(Extracted data entries)

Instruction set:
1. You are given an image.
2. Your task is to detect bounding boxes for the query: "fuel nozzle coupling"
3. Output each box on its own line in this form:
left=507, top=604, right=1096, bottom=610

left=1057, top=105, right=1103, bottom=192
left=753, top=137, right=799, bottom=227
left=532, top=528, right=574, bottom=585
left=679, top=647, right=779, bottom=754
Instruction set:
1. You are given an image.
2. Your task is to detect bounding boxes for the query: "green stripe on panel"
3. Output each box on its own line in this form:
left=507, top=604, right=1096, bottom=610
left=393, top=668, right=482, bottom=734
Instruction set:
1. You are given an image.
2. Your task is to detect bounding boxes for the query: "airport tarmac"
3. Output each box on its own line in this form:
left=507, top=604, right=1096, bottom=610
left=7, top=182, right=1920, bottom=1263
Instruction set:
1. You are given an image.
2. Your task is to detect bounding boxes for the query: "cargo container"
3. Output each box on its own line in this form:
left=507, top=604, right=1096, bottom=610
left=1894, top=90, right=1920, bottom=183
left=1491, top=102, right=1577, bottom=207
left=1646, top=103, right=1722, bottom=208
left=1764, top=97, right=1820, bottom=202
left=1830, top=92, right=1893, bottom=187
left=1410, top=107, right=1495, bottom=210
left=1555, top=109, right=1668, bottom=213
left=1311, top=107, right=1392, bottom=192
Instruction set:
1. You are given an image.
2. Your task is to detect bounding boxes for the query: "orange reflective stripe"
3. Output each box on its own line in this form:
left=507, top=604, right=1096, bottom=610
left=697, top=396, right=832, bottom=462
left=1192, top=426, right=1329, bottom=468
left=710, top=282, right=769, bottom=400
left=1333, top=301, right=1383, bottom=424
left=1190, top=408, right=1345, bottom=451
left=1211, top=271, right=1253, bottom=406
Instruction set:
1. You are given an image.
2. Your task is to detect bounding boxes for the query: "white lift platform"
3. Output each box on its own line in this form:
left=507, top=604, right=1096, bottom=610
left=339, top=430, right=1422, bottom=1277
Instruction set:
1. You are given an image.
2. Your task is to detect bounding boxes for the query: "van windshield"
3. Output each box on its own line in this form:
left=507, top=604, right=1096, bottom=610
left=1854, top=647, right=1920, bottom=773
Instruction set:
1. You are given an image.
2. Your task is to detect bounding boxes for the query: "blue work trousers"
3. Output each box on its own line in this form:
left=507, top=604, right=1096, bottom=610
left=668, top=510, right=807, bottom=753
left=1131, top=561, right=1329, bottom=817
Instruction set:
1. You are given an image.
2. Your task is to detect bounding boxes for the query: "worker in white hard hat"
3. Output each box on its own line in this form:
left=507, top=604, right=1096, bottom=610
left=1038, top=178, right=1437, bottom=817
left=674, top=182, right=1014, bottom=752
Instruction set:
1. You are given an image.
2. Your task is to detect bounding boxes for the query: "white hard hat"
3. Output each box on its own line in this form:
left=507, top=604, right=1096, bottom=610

WHAT YOU ARE ASKED TO DO - Exactly how many lines of the records above contain "Your"? Please state only the number.

OUTPUT OF THE TASK - 10